Published: 9:01PM Tuesday June 28, 2011 Source: ONE News

A group of parents from Auckland's North Shore has taken the battle against Kronic into their own hands, with success.

The Devonport mums and dads have started a campaign to try and pressure dairies in the area to stop stocking Kronic, a synthetic cannabis.

Concerned parent and rowing coach Nicholas Philp has made posters to support the shops who have stopped selling. He is also making sure all dairies know their stock can be returned with a full refund.

"Everyone can do this. The whole country should do this," he told TV ONE's Close Up.

The tactic appears to have worked, with all but one dairy pulling Kronic from sale.

The local paper, the Devonport Flagstaff, also got onboard, sending in an undercover teenager to see if the dairy owners were being true to their word.

• Records supplied:
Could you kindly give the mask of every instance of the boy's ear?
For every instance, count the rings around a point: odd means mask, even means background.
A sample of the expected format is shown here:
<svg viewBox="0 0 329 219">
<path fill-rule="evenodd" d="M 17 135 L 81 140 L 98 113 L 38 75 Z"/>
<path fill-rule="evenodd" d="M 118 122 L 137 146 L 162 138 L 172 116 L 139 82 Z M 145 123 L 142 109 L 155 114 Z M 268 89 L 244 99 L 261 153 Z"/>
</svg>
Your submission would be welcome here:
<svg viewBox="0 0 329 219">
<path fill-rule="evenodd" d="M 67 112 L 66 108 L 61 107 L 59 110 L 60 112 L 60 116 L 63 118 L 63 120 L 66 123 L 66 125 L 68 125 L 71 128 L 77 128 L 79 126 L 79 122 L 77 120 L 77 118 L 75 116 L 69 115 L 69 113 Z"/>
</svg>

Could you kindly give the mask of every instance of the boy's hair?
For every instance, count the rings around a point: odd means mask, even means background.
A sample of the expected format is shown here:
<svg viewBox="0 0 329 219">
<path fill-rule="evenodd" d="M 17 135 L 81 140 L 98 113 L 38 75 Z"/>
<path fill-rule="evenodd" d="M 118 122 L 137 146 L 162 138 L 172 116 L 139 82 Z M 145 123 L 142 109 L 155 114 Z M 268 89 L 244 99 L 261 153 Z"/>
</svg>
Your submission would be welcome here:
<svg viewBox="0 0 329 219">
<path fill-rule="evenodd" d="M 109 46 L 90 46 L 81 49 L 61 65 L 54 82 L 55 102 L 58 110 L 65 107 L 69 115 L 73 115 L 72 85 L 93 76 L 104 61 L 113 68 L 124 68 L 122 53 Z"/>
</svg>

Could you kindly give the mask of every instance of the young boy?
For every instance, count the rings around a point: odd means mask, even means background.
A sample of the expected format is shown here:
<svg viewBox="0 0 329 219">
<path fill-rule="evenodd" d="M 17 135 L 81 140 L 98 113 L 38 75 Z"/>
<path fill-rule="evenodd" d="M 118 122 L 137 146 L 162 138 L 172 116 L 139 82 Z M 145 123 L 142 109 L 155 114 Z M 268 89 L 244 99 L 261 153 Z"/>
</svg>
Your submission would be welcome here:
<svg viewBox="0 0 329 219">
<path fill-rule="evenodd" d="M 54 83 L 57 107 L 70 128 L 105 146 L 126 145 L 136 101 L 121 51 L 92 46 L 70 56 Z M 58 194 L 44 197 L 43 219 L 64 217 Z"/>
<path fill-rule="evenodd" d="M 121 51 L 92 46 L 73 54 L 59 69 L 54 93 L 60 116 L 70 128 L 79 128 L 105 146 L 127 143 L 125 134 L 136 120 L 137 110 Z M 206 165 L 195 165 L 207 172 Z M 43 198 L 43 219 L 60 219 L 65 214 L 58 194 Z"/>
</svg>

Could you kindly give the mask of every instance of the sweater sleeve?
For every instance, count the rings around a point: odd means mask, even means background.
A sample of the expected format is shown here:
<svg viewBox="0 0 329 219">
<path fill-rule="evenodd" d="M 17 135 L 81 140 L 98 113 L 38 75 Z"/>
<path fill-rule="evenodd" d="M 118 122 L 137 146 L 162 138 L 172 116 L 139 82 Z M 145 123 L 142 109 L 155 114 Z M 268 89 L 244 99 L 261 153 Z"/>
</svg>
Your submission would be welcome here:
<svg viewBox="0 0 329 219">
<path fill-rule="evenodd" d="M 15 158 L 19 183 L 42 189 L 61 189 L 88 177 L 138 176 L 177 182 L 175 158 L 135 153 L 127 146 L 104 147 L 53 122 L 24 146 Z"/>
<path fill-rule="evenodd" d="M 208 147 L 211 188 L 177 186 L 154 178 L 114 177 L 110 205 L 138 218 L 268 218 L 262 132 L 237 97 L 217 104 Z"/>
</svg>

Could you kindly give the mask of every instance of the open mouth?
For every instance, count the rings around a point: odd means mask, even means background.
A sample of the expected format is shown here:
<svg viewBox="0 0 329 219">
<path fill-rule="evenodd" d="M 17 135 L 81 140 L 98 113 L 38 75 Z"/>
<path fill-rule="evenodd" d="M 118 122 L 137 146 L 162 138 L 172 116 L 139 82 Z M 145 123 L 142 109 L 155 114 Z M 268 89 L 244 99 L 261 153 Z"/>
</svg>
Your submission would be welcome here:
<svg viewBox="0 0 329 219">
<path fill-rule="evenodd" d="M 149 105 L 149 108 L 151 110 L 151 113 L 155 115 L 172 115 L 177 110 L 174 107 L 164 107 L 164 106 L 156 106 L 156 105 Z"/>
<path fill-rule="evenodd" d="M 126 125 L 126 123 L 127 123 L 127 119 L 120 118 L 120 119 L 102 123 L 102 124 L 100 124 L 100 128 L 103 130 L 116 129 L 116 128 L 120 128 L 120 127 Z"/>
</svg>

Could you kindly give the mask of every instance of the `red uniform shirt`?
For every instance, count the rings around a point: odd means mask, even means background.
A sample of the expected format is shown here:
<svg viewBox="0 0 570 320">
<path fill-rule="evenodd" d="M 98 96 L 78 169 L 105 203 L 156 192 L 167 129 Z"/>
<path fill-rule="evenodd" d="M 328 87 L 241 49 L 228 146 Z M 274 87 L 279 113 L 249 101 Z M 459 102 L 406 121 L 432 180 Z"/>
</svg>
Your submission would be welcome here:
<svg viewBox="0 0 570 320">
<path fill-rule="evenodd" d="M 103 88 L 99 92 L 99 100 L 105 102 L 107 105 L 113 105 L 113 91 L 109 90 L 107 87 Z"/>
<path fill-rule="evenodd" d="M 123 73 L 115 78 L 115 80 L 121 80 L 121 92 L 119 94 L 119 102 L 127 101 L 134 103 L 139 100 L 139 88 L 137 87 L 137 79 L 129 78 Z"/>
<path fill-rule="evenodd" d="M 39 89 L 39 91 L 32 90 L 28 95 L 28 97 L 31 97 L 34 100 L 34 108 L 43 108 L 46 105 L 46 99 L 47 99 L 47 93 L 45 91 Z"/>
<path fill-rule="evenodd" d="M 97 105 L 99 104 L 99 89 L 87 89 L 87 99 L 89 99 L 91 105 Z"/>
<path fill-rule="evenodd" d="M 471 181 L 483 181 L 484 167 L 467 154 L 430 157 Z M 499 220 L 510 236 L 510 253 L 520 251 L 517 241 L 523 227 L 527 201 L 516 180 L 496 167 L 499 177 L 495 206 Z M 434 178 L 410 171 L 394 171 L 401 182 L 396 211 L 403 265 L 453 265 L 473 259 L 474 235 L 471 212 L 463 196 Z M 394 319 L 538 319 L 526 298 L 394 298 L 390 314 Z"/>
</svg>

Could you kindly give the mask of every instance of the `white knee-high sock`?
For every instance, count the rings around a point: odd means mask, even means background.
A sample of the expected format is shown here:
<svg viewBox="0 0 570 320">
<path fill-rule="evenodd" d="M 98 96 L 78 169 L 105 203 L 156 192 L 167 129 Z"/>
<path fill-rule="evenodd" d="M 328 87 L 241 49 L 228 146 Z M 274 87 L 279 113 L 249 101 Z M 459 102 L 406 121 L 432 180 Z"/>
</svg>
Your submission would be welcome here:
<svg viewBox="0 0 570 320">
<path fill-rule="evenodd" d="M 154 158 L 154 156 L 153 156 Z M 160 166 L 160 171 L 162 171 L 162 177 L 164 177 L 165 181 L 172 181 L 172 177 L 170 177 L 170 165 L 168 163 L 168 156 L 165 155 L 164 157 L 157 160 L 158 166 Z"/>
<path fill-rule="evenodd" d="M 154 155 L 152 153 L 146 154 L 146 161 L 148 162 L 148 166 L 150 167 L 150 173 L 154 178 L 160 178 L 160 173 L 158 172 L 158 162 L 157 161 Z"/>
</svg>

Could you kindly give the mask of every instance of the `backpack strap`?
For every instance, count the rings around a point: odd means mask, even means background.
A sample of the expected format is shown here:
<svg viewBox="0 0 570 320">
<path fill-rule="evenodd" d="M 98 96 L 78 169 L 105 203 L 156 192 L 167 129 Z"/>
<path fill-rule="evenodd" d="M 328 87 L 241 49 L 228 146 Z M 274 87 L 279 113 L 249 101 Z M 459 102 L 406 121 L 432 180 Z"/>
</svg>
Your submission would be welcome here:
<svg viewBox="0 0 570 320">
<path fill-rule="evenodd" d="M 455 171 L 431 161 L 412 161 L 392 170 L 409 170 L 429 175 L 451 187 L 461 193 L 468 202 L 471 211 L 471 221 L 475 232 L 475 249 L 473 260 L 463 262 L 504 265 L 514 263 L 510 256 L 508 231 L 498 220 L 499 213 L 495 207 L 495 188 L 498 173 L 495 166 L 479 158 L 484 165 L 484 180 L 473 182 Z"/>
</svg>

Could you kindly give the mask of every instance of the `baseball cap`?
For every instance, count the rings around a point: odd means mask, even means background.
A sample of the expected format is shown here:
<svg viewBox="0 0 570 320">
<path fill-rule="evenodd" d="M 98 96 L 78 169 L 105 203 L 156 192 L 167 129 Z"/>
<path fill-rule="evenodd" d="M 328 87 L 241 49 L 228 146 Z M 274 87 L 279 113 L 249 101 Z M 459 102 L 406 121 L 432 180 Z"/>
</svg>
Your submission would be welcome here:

• Directions: Carry on with the news article about the Devonport parents' campaign against Kronic, picking up after its last sentence.

• Response to this exercise:
"We paid an 18-year-old student to go around the dairies who said they weren't selling it to verify they weren't," mother and reporter at Devonport Flagstaff Angela Kemp said.

None of the dairies sold the teenager Kronic.

The one dairy that still stocks Kronic said that although it won't stop selling Kronic, it will hide it from view.

Philp said he is concerned the low price of Kronic specifically attracts children.

"Twenty bucks gets four of them smashed off their faces in no time at all. It's five dollars each, that's less than lunch money for goodness sakes," he said

"Most kids will start to try most things, but if it's available in the dairy it just means they'll start younger."

The Government has promised restrictions will be put on Kronic's sale in New Zealand.

Toxicologist at the National Poison Centre in Dunedin Leo Schep said it should be banned outright.

"If you don't put the brakes on it, you end up having radio advertising, you end up having it sell at your corner dairy, you end up having it sponsoring sports events."

"I'm confident at some stage the Government will ban it, and that is their best response."

He said the Government is stuck in a cat and mouse game with manufacturers.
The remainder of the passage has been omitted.